**Do this:** Can you edit the records below so that each "instance" becomes "occurrence" and nothing else changes?

**Material to process:**
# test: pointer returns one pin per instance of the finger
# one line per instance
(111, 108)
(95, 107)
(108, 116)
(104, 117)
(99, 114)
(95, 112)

**Expected answer:**
# test: pointer returns one pin per occurrence of the finger
# one line per occurrence
(111, 108)
(95, 107)
(108, 116)
(104, 117)
(99, 114)
(95, 112)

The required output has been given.